Extrait de page —
········

Premier projet industriel à Zeebruges
L’Europe a adopté en juillet 2020 une stratégie pour l’hydrogène visant à installer une capacité de 40 GW d’électrolyseurs pour l’hydrogène renouvelable à l’horizon 2030, en phase avec le Green deal et le plan de relance européen (lire ce communiqué).
Consciente de ces profonds changements industriels et des opportunités à saisir, Fluxys a récemment adopté une stratégie pour une transition zéro carbone, qu’elle présente en détails sur son site web.
Fluxys s’est également associé à Eoly (producteur d’énergies renouvelables, filiale du groupe Colruyt) et Parkwind (développeur éolien offshore) pour produire de l’hydrogène vert à grande échelle grâce à la technologie « Power-to-gas » (illustration ci-dessous).

········

Données enregistrées —
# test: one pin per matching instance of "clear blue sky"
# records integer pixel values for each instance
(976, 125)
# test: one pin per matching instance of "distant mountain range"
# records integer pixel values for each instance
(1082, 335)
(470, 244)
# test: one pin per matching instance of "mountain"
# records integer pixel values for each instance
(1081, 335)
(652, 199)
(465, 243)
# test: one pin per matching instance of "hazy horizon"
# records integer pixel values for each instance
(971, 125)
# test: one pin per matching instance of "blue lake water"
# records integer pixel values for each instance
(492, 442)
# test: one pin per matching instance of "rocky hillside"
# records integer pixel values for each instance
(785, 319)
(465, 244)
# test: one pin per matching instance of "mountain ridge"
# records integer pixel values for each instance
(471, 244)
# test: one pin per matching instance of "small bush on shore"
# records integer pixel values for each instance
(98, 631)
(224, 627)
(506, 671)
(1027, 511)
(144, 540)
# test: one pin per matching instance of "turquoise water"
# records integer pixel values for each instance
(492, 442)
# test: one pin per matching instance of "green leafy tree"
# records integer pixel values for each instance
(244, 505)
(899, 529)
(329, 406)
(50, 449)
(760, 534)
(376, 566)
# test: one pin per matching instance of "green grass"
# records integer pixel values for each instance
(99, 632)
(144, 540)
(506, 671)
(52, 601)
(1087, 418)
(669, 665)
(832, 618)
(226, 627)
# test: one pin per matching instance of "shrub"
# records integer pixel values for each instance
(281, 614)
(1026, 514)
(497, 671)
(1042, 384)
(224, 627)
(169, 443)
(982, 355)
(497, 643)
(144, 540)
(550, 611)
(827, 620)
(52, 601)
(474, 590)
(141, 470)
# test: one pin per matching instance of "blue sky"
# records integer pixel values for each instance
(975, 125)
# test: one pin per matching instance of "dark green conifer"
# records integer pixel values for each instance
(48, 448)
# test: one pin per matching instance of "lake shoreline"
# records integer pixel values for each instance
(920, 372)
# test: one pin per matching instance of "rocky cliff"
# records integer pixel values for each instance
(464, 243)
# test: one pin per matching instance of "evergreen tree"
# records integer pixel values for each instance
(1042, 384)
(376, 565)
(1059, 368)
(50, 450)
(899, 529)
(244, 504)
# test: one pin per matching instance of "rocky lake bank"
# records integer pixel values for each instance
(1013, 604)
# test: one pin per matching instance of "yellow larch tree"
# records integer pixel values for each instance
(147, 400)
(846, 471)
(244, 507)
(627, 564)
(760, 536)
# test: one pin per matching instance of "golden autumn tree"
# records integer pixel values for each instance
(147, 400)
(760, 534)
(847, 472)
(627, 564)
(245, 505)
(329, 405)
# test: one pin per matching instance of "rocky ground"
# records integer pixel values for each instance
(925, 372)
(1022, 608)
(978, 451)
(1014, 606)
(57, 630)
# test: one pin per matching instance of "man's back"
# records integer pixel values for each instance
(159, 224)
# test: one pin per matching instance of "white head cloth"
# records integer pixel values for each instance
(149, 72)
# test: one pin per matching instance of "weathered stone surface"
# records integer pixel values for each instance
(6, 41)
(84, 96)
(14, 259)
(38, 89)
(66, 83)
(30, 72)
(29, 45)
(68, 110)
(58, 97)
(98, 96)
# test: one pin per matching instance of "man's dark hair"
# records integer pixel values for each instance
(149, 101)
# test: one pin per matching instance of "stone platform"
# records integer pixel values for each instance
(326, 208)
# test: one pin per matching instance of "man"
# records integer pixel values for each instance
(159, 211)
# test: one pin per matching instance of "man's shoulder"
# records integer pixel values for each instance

········

Consignes —
a. Selon l'extrait de page, pour quelle raison Fluxys a-t-elle adopté une stratégie pour une transition zéro carbone ? Répondez en une à trois phrases.
b. Recopiez mot pour mot le passage de l'extrait de page commençant par « Premier projet industriel » et allant jusqu'à « son site web. ».

Corrigé —
a. Fluxys a adopté cette stratégie parce qu'elle était consciente des profonds changements industriels en cours et des opportunités à saisir.

b.
Premier projet industriel à Zeebruges
L’Europe a adopté en juillet 2020 une stratégie pour l’hydrogène visant à installer une capacité de 40 GW d’électrolyseurs pour l’hydrogène renouvelable à l’horizon 2030, en phase avec le Green deal et le plan de relance européen (lire ce communiqué).
Consciente de ces profonds changements industriels et des opportunités à saisir, Fluxys a récemment adopté une stratégie pour une transition zéro carbone, qu’elle présente en détails sur son site web.